[Stored data entries]
╔══
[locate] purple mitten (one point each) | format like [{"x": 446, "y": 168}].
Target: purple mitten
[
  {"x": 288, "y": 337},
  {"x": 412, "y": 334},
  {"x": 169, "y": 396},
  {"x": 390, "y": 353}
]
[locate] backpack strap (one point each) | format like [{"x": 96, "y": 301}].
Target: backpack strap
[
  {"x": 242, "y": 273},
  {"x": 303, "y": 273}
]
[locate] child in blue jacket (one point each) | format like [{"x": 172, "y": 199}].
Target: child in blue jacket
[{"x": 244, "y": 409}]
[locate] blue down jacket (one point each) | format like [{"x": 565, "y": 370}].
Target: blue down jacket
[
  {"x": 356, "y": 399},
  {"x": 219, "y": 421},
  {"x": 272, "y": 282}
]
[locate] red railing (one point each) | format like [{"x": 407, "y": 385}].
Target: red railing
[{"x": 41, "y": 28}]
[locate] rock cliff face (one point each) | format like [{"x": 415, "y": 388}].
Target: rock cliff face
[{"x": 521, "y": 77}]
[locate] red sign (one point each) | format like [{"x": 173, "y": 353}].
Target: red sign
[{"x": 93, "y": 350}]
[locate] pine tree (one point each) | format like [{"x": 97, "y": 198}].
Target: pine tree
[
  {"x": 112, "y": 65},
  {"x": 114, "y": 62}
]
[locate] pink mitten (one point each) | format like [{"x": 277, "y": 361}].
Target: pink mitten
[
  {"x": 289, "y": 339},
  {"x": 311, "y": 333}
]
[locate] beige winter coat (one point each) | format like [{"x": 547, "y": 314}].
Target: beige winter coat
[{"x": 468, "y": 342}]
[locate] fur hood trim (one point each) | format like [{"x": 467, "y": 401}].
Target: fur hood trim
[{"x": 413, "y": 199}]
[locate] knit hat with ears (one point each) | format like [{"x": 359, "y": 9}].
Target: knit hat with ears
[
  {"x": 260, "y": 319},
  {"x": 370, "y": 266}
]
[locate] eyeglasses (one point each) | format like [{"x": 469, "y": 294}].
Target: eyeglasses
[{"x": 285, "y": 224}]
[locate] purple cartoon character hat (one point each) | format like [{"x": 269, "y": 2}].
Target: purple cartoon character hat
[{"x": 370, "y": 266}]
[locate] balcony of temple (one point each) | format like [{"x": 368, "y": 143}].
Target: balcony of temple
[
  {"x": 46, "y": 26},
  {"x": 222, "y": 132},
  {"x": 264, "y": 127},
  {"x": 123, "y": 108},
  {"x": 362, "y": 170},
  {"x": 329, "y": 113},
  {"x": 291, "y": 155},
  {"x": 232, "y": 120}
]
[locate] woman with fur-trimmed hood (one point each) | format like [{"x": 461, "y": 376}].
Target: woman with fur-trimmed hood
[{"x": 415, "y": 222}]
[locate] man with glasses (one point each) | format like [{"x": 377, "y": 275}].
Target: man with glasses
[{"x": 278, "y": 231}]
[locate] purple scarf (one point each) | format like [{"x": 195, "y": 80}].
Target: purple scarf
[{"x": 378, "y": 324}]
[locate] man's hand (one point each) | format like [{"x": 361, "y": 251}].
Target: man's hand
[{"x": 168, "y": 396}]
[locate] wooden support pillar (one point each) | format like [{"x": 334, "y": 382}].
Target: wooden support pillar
╚══
> Given problem
Print out the whole listing exactly as it appears.

> Solution below
[locate] purple mitten (one point each) | format like [{"x": 446, "y": 168}].
Target: purple mitten
[
  {"x": 288, "y": 337},
  {"x": 412, "y": 334},
  {"x": 169, "y": 396},
  {"x": 390, "y": 353}
]
[locate] backpack strap (one point each) | format like [{"x": 96, "y": 301}].
Target: backpack strap
[
  {"x": 242, "y": 273},
  {"x": 303, "y": 273}
]
[locate] child in blue jacket (one point each) | format like [{"x": 172, "y": 199}].
Target: child in blue jacket
[{"x": 244, "y": 409}]
[locate] blue down jacket (one point each) | format like [{"x": 565, "y": 370}].
Target: blue down jacket
[
  {"x": 356, "y": 399},
  {"x": 219, "y": 421},
  {"x": 272, "y": 282}
]
[locate] red railing (one point each) | format like [{"x": 407, "y": 385}].
Target: red railing
[{"x": 41, "y": 28}]
[locate] rock cliff face (one point each) | format like [{"x": 415, "y": 388}].
Target: rock cliff face
[{"x": 521, "y": 77}]
[locate] red sign (one point each) | format like [{"x": 173, "y": 353}].
Target: red sign
[{"x": 93, "y": 350}]
[locate] pine tree (one point each) | format like [{"x": 97, "y": 198}].
Target: pine tree
[
  {"x": 112, "y": 65},
  {"x": 114, "y": 62}
]
[locate] pink mitten (one point each) | format like [{"x": 277, "y": 361}].
Target: pink mitten
[
  {"x": 289, "y": 339},
  {"x": 311, "y": 333}
]
[locate] beige winter coat (one point each) | format like [{"x": 547, "y": 314}].
Target: beige winter coat
[{"x": 468, "y": 342}]
[locate] fur hood trim (one point each) | format like [{"x": 467, "y": 401}].
Target: fur hood trim
[{"x": 413, "y": 199}]
[locate] knit hat with ears (one point each) | format like [{"x": 359, "y": 9}].
Target: knit hat with ears
[
  {"x": 260, "y": 319},
  {"x": 370, "y": 266}
]
[locate] eyeglasses (one point each) | format like [{"x": 469, "y": 294}].
Target: eyeglasses
[{"x": 285, "y": 224}]
[locate] purple cartoon character hat (one point each) | format like [{"x": 269, "y": 2}].
Target: purple cartoon character hat
[{"x": 370, "y": 266}]
[locate] balcony of temple (one point each) | format like [{"x": 368, "y": 143}].
Target: balcony of temple
[
  {"x": 46, "y": 26},
  {"x": 222, "y": 132},
  {"x": 264, "y": 127},
  {"x": 123, "y": 108},
  {"x": 362, "y": 170},
  {"x": 329, "y": 113},
  {"x": 291, "y": 155},
  {"x": 232, "y": 120}
]
[locate] woman with fur-trimmed hood (one point each) | format like [{"x": 461, "y": 376}].
Target: woman with fur-trimmed hood
[{"x": 415, "y": 222}]
[locate] man with glasses (one point each) | format like [{"x": 377, "y": 275}].
Target: man with glasses
[{"x": 278, "y": 231}]
[locate] purple scarf (one point each) | format like [{"x": 195, "y": 80}].
Target: purple scarf
[{"x": 378, "y": 324}]
[locate] man's hand (one point each) | format like [{"x": 361, "y": 251}].
Target: man's hand
[{"x": 168, "y": 396}]
[locate] wooden support pillar (one point each) | format like [{"x": 334, "y": 382}].
Target: wooden support pillar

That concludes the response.